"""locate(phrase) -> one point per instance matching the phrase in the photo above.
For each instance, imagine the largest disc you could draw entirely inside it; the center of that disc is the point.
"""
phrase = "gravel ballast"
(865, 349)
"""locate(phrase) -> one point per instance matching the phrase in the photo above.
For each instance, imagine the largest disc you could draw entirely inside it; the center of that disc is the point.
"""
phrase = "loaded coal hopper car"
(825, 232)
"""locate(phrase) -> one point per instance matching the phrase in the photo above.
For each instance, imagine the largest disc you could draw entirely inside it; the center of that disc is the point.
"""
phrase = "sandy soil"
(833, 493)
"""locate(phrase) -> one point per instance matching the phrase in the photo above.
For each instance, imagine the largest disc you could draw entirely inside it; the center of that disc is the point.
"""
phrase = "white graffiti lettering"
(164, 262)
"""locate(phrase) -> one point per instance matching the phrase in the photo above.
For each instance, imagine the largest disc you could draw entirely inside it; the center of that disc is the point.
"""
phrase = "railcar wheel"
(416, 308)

§ **What is being asked**
A verbatim copy of all the entries is the expected result.

§ **Response below**
"""locate(phrase) -> one point per instance matching the phrase in the photo above.
For each instance, imagine the largest disc you could draw entirely inside it; the center of that disc is the point.
"""
phrase = "gravel ballast"
(865, 349)
"""locate(phrase) -> one point per instance matching the phrase in the photo above.
For each instance, imagine the largest disc you could draw entirely inside it; the center of that disc is the point.
"""
phrase = "loaded coal hopper car"
(825, 232)
"""locate(phrase) -> one point per instance matching the phrase in the photo above.
For each instance, imagine the largest disc you could draw entirely inside it; the center of that disc is the point.
"""
phrase = "sandy soil"
(833, 493)
"""locate(phrase) -> one point per instance matching the phrase in the photo above.
For each instance, imagine the largest disc you could draw entirely inside it; the center of that disc is the point.
"""
phrase = "white graffiti lettering"
(164, 262)
"""locate(phrase) -> one point per instance matching the phrase in the photo above.
For each instance, imagine the largest disc you could draw entirely inside it; the center of that disc is the point.
"""
phrase = "railcar wheel"
(416, 308)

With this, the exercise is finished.